**GIVEN EXERCISE 1**
In the engineering review permit passage, who must prepare the engineering plans?
**GIVEN EXERCISE 2**
Carry on the engineering review permit passage from its last sentence.

**SELECTED PASSAGE**
C. To allow subdivision improvement agreements between the city and property owners for phasing of a preliminary plat or to address any other situation in NMC 20.06.050;

D. To address bonds and subdivision improvement agreements between the city and property owners/subdividers, allowing a limited deferral for the construction of public facilities associated with the approval; and

E. To ensure that the required public facilities and public utilities are ready and available for use when needed by the users of the subdivision. (Ord. 2021-633 § 2).

20.06.020 Construction plans – Engineering review permit (ERP).

A. An engineering review permit (ERP) is required prior to grading and construction of any improvements associated with any division or redivision approved under this title. Following approval of a preliminary plat, preliminary binding site plan, or short plat, the applicant shall submit the applicable engineering plans and ERP review fees to the city engineer, pursuant to the submittal requirements of Chapter 17.08 NMC. Engineering plans shall be prepared by an engineer registered in the state of Washington, showing all public facilities or other improvements required by the plat approval. The applicant shall identify, either on the plans or by separate document, the engineer retained by the applicant to provide certification of all public facilities and improvements.

B. ERP applications shall not be accepted prior to plat approval. Because preliminary plat, short plat or binding site plan approval will inform a plat’s layouts and associated engineered improvements, an ERP application shall not be accepted until after the preliminary plat or short plat has been approved. Engineering details submitted with the ERP will then be reviewed to ensure consistency and compliance with the approved plat and any associated conditions of plat approval.

C. The city engineer’s review of the plans shall not be subject to the permit processing requirements of Chapter 36.70B RCW, NMC Title 19, or this title. Such plans must be approved by the city engineer prior to the initiation of any work, including grading, on the subject site. Approval of the construction plans shall expire according to the deadlines established in this title for the underlying application.

D. After the ERP permit has been approved by the city engineer, the applicant may proceed as follows:

1. Prior to the submission of a final plat or final binding site plan application for approval, or a short plat for recording, all streets, alleys, sidewalks, pedestrian/bike connections, landscaping, storm drainage, utilities, monumentation, street lights, trees, and any other public facilities or required improvements shall be installed to the satisfaction of the city engineer, in conformance with the city street standards and this title.

**EXTRACTED ENTRIES**
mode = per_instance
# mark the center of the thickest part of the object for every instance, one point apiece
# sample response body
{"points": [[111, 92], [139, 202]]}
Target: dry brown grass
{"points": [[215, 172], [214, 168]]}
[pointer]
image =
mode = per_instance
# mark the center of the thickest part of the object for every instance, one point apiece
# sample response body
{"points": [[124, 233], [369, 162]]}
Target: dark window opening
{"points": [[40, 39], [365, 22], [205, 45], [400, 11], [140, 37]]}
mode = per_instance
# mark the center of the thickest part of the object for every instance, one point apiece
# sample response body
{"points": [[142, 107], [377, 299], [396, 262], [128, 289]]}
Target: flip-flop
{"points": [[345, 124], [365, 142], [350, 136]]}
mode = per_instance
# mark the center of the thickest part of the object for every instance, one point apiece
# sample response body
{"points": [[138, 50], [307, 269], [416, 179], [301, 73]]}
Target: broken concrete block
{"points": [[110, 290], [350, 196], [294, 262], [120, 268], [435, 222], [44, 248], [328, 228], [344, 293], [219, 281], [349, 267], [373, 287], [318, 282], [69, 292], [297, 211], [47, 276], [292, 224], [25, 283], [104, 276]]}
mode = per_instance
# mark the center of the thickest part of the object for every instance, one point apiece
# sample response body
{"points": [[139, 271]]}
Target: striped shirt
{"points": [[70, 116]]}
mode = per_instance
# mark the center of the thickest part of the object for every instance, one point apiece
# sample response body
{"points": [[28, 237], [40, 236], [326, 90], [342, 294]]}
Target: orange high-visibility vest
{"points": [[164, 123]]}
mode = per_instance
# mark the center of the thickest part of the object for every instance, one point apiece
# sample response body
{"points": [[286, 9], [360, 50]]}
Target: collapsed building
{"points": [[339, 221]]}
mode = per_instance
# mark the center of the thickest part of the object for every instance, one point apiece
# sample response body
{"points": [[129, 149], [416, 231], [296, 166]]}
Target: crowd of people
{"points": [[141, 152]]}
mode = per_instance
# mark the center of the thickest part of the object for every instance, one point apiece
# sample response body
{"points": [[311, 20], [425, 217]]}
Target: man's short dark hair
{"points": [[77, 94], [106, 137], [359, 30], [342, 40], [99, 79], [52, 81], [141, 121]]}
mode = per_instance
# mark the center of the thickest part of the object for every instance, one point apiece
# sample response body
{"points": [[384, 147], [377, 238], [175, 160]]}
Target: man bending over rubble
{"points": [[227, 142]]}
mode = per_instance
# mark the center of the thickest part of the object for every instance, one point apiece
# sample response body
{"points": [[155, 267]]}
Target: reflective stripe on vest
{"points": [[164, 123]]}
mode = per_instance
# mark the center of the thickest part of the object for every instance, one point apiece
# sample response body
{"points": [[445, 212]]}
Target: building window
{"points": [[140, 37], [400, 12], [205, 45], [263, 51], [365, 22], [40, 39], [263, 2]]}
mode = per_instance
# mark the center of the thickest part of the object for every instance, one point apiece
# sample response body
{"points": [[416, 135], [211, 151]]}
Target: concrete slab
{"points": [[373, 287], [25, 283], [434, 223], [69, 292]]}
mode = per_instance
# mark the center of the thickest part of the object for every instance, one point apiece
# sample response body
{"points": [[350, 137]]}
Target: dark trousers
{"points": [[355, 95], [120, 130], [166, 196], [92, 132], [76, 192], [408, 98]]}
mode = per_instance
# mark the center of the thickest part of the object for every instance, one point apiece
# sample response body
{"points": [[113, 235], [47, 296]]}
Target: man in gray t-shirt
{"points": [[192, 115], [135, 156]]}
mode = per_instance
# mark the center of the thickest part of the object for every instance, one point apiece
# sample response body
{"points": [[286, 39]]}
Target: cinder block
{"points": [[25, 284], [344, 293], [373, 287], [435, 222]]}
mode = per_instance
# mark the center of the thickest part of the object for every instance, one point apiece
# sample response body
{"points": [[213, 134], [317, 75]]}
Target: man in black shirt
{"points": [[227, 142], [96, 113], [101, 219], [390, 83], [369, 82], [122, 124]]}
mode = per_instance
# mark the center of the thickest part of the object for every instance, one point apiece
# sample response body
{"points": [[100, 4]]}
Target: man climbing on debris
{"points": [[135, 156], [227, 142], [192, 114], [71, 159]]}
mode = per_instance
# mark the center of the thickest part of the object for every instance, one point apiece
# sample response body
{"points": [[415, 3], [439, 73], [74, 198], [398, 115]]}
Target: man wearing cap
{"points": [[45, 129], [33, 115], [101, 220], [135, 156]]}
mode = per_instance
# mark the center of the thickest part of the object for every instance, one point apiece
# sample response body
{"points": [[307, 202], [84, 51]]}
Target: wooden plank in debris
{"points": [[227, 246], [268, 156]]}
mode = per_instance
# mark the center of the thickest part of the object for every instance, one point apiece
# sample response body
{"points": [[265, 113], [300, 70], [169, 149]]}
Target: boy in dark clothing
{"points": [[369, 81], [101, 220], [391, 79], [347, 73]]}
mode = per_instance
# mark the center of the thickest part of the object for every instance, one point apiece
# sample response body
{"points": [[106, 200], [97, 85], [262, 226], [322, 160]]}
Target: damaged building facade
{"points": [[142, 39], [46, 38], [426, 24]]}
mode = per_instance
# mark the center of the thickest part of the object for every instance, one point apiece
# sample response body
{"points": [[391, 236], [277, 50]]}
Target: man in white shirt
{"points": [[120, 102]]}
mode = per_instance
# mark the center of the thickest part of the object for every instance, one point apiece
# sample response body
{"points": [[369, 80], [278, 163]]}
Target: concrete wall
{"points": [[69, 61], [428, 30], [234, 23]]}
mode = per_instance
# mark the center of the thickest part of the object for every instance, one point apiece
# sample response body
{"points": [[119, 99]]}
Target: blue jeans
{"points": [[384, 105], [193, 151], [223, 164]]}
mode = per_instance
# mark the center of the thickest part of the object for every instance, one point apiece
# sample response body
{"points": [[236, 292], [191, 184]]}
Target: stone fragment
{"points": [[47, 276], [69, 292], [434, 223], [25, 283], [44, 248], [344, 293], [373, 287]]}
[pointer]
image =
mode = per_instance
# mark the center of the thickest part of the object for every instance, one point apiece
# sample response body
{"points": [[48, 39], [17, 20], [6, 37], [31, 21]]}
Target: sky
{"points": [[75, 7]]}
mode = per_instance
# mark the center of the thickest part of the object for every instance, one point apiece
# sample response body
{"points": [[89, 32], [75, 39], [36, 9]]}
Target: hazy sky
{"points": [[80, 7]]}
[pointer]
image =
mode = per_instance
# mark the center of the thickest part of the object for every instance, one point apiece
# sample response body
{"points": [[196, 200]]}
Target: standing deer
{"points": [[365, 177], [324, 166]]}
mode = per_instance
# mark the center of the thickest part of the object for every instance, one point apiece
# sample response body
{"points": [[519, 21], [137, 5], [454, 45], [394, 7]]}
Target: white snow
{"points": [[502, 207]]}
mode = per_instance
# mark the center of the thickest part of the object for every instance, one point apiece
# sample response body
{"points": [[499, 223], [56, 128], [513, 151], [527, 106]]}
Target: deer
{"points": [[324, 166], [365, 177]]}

**TASK ANSWER 1**
An engineer registered in the state of Washington.

**TASK ANSWER 2**
2. The applicant’s engineer shall provide two sets of as-built drawings (sheet size 22 inches by 34 inches) and an electronic submittal of all public facilities, and all other improvements to be dedicated to and maintained by the city, to the city engineer for approval, in conformance with the public works standards and this chapter. (Ord. 2021-633 § 2).

20.06.030 Completion of public facilities and other improvements.

Before a short plat can be recorded or a final plat of a subdivision or final binding site plan approved, all applicants are required to install all of the public facilities or other improvements, as specified in the short plat, preliminary plat or preliminary binding site plan approval, the municipal code or other applicable city standards. As an alternative to such installation, the applicant may post a bond or a subdivision improvement agreement with appropriate security in order to record the short plat or obtain approval of the final plat or binding site plan. Another prerequisite to such recording or approval is the dedication of those improvements to the city or other utility, free and clear of all liens and encumbrances on the dedicated property and public facilities. (Ord. 2021-633 § 2).

20.06.040 Bonds.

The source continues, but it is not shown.